═════ RECORDS PROVIDED
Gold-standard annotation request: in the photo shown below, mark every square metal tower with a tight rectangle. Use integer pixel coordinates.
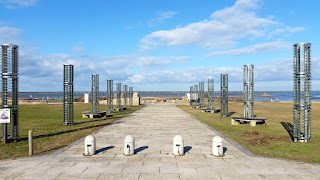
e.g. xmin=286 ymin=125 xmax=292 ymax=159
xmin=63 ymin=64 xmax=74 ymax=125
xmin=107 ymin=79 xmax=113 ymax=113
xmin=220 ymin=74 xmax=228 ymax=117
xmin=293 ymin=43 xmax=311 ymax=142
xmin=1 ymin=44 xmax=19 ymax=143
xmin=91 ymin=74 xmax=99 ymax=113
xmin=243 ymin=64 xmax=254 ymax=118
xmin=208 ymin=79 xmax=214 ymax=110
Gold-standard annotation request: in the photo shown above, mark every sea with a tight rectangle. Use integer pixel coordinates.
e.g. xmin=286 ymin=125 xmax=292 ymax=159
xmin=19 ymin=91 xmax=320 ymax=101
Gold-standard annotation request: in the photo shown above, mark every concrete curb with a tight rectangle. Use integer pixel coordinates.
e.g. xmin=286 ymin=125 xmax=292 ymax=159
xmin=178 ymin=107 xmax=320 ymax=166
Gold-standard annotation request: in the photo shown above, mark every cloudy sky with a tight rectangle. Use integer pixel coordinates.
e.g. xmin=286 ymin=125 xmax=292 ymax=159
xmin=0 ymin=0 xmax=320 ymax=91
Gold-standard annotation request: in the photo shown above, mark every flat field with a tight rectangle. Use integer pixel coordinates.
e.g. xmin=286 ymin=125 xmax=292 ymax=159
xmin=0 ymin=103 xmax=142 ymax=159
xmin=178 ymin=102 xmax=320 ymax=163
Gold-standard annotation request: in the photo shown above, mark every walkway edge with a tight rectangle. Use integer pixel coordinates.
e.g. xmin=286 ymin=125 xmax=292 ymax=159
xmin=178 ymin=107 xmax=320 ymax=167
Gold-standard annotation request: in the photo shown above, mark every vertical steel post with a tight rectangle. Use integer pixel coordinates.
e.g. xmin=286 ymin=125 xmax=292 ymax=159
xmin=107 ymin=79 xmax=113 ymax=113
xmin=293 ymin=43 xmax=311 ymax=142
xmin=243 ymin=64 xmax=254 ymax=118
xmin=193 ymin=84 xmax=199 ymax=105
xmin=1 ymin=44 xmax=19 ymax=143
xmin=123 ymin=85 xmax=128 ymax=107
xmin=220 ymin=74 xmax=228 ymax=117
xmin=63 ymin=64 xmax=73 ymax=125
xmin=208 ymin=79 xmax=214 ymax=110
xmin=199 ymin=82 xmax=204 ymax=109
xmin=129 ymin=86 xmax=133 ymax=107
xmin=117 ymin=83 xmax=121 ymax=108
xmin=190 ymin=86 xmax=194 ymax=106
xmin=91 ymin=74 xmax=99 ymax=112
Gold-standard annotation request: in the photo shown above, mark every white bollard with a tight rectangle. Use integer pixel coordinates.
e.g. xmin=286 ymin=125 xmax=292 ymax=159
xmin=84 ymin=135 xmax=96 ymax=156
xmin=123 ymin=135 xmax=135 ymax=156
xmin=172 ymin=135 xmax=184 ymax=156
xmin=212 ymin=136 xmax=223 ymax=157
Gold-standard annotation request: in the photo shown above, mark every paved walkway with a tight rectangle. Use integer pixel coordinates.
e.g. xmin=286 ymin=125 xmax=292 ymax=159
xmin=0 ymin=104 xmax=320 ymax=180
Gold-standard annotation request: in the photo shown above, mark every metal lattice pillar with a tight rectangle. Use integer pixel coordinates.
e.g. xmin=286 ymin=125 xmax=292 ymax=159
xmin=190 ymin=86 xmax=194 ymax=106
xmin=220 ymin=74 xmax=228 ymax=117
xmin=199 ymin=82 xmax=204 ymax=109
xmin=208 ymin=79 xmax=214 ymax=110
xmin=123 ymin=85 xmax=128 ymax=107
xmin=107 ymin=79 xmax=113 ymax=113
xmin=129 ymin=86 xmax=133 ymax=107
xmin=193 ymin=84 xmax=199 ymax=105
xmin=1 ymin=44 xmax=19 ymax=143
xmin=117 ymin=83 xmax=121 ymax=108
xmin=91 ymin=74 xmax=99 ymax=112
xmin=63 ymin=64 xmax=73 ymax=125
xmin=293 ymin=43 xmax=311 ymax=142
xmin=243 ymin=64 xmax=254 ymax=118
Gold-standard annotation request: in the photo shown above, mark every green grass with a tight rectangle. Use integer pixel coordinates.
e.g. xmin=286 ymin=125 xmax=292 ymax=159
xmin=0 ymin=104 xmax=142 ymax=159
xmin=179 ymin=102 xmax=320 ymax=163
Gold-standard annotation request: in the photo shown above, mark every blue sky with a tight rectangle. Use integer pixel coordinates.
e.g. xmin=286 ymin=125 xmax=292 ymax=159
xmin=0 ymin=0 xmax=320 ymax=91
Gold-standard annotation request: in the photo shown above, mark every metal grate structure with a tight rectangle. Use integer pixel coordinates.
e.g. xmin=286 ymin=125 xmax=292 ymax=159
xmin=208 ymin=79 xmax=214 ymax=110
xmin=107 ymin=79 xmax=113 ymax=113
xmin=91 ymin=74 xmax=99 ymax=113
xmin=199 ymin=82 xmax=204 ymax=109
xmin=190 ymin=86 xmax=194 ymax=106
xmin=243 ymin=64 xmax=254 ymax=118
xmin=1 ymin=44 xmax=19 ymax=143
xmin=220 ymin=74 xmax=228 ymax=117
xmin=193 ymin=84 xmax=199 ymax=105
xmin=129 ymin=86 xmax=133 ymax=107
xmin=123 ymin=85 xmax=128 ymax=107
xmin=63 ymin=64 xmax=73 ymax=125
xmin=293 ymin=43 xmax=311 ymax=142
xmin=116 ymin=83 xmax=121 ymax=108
══════════
- **DESCRIPTION OF THE TASK**: Work out how many lines of the items above contain the string "walkway", counting only matches with the same case, and give only that number.

- **ANSWER FOR THIS EXERCISE**: 2